◆ **EXERCISE REQUIREMENTS**
Copy the data exactly. Images are to be left out.

Region pointing data:
------------------------------------------------------------

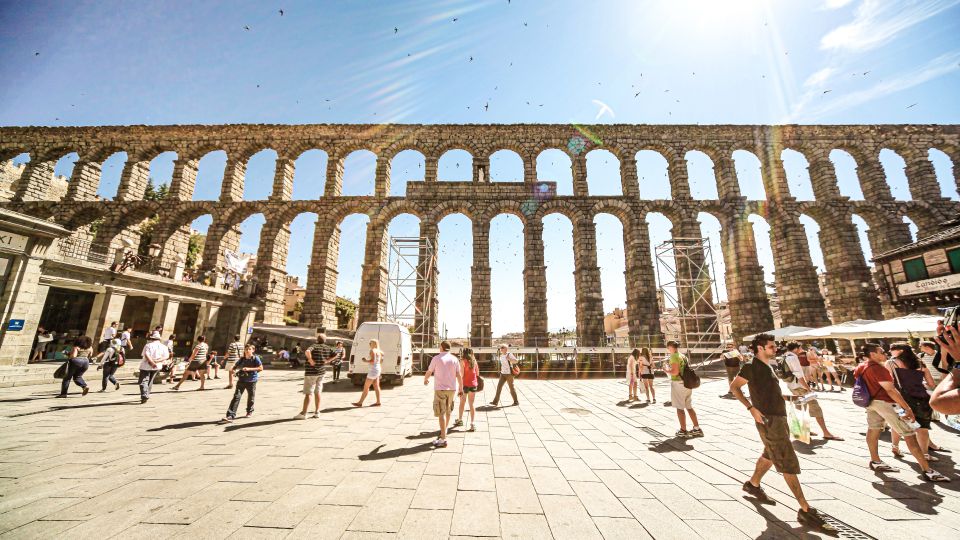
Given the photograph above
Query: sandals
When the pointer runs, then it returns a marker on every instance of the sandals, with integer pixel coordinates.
(933, 476)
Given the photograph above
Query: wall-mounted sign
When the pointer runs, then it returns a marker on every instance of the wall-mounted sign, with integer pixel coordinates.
(929, 285)
(13, 242)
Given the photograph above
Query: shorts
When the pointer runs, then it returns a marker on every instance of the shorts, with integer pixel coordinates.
(812, 406)
(442, 402)
(777, 446)
(882, 412)
(681, 397)
(312, 383)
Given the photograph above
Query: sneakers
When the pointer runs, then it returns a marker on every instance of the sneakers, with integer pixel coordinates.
(811, 518)
(757, 493)
(879, 466)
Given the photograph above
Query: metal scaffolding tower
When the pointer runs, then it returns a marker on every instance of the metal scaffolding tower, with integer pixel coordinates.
(411, 287)
(685, 273)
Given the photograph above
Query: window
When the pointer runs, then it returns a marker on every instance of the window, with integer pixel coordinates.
(916, 269)
(953, 255)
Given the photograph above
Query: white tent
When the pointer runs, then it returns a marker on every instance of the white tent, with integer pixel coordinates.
(830, 331)
(781, 334)
(913, 325)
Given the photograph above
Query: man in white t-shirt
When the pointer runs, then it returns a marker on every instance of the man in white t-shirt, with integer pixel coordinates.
(154, 354)
(799, 387)
(507, 362)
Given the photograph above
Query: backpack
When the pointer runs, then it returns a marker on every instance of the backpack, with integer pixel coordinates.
(690, 379)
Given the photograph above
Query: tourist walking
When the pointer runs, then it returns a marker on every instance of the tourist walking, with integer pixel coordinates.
(111, 358)
(109, 334)
(197, 363)
(470, 374)
(509, 367)
(881, 412)
(646, 374)
(248, 370)
(800, 387)
(633, 362)
(447, 383)
(315, 369)
(681, 397)
(912, 378)
(338, 362)
(766, 405)
(77, 365)
(731, 363)
(233, 354)
(373, 376)
(155, 353)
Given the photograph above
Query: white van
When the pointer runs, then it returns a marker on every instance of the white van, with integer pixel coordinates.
(397, 352)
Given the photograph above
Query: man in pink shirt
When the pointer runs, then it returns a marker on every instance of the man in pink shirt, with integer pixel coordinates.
(447, 384)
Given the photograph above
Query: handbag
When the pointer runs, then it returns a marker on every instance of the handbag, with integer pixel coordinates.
(61, 372)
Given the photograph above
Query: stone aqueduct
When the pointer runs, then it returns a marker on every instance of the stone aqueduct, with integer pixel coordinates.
(848, 275)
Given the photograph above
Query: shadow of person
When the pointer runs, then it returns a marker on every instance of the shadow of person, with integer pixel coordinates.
(376, 454)
(184, 425)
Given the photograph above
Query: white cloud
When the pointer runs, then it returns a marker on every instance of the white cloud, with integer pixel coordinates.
(937, 67)
(878, 21)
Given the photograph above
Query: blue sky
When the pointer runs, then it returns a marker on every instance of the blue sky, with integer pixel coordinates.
(656, 62)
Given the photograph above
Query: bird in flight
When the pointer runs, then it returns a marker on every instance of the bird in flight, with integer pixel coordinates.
(604, 108)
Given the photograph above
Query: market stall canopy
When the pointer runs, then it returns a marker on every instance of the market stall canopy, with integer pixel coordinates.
(829, 331)
(908, 326)
(781, 333)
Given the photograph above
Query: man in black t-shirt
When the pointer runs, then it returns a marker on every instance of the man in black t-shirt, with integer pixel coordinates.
(770, 414)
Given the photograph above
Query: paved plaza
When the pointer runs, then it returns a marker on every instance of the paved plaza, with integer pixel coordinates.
(573, 461)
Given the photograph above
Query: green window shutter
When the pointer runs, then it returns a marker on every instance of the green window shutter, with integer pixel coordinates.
(916, 269)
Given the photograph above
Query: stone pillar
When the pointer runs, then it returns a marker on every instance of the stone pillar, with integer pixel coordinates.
(481, 169)
(271, 270)
(579, 166)
(426, 319)
(34, 181)
(823, 178)
(797, 285)
(430, 163)
(165, 315)
(774, 176)
(922, 178)
(746, 290)
(534, 285)
(873, 179)
(481, 313)
(679, 177)
(589, 294)
(693, 284)
(850, 289)
(382, 177)
(283, 180)
(643, 308)
(111, 308)
(233, 176)
(133, 180)
(373, 287)
(333, 186)
(320, 300)
(728, 185)
(84, 182)
(184, 180)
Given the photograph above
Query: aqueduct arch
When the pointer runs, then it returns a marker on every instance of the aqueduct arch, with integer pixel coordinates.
(529, 198)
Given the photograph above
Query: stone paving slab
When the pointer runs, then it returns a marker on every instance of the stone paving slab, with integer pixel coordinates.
(573, 461)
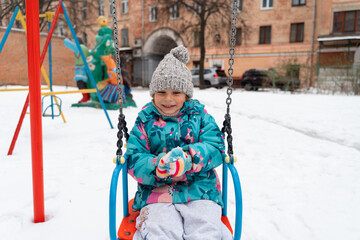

------------------------------------------------------------

◆ **THE ANSWER**
Given the photograph above
Query: sandals
When the pointer runs, then it returns a marker on every instance of the sandals, with integer pixel coordinates.
(933, 476)
Given the photograph above
Query: wall-mounted sign
When the pointer runs, then it returns a marker on every instance of the wall-mounted sign, with integer pixel coordinates.
(929, 285)
(13, 242)
Given the photograph above
Query: shorts
When the pointer runs, then it returns a marker on every instance of the shorts, with integer pixel coordinates.
(812, 406)
(442, 402)
(777, 446)
(882, 412)
(681, 397)
(312, 383)
Given the photograph above
Query: sneakers
When the pointer runs, then it returns a marker on every instance of the sneakers, with integer pixel coordinates.
(811, 518)
(757, 493)
(879, 466)
Given the photograph above
Query: metal scaffolding tower
When the pointer runs, then it returns a marker on every instance of the metal scaffolding tower, with integer pixel coordinates.
(411, 287)
(685, 273)
Given the photograph above
Query: window
When the pointer runs, then it returns a marker on every instance of the window, with integer pixel coordinates.
(916, 269)
(953, 255)
Given the photograph above
Query: white tent
When the pointer runs, then it returns a marker on every instance of the white tent, with integer pixel coordinates.
(830, 331)
(781, 334)
(913, 325)
Given the photograph above
Query: man in white t-shirt
When the pointer runs, then it returns a marker on every instance of the man in white t-shirt, with integer pixel coordinates.
(154, 354)
(799, 387)
(507, 362)
Given the photograph above
Query: backpack
When the pointer runs, then it returns a marker on every instance of the backpack, with integer pixel coordinates.
(690, 379)
Given the photograph above
Query: tourist walking
When the pointer runs, then it returns a marker on every instance of the tourist walking, with integer pixel coordinates.
(111, 358)
(109, 334)
(197, 363)
(470, 374)
(509, 367)
(881, 412)
(646, 374)
(248, 370)
(800, 387)
(633, 362)
(447, 383)
(315, 369)
(681, 397)
(912, 378)
(338, 362)
(766, 405)
(77, 365)
(731, 363)
(233, 354)
(373, 376)
(155, 353)
Given the photograph above
Query: white van
When the pointer runs, then it returns a marker on every instance of the white van, with integer pixel coordinates.
(397, 352)
Given the photograph above
Query: man in pink shirt
When the pointer runs, then it returns a marker on every instance of the man in pink shirt, with integer pixel coordinates.
(447, 384)
Given the photograph above
Query: handbag
When the pointer runs, then it returns a marker on every instance of the handbag, with integer pixel coordinates.
(61, 372)
Given the photograph above
Query: stone aqueduct
When the pointer runs, then it returns a marker on every instance of the stone aqueduct, with integer pixel coordinates.
(848, 275)
Given the photograph above
Query: shadow of person
When the pointer runs, then it returns a marker on every instance of the shadow of person, with integer pixel coordinates.
(376, 454)
(184, 425)
Given the photograph above
Query: white cloud
When the pointer runs, then it returns a marker on every instance of the white cloud, with integer pixel coordinates.
(937, 67)
(878, 21)
Given the photograph above
Query: blue sky
When the pointer runs, then it returns a marker on every instance of the blue sky, with integer pixel coordinates.
(656, 62)
Given the photograph above
Query: bird in flight
When the pointer runs, then it returns a marker on every instance of the bird in flight, with integer pixel coordinates.
(604, 108)
Given the photograph above
Query: market stall canopy
When the pointer runs, then it returns a marker on every instance of the market stall canopy, with integer pixel coordinates.
(829, 331)
(908, 326)
(781, 333)
Given the photograph above
Query: man in black t-shirt
When the pointer runs, then it returns a marker on every instance of the man in black t-shirt, with integer pixel coordinates.
(770, 414)
Given the photograph above
Query: paved plaza
When the pointer runs, then it returns a marker on every instance of the paved plaza, with integer pixel coordinates.
(573, 461)
Given the photograph above
Query: green window shutter
When the pointer runs, then it returns a marker on every instance of the green window shutter, with integer pixel coordinates.
(916, 269)
Given the photograph above
Query: stone pillar
When the pointer runs, then it returns a marker on every instance of the stone pillar, with integer pixel coordinates.
(481, 169)
(271, 270)
(579, 166)
(426, 319)
(34, 181)
(823, 178)
(797, 285)
(430, 163)
(165, 315)
(774, 176)
(922, 178)
(746, 290)
(534, 285)
(873, 179)
(481, 313)
(679, 177)
(589, 294)
(693, 284)
(850, 289)
(382, 177)
(283, 180)
(643, 308)
(111, 308)
(233, 176)
(133, 180)
(373, 287)
(333, 186)
(320, 300)
(728, 185)
(84, 182)
(184, 180)
Given the photograph above
Query: aqueduct arch
When the pointer runs, then it returns a marker on every instance of the aqueduct arch, with integer pixel coordinates.
(529, 198)
Given the photograph above
Query: stone paving slab
When the pointer runs, then it returns a marker on every instance of the stone paving slab, with integer pixel coordinates.
(573, 461)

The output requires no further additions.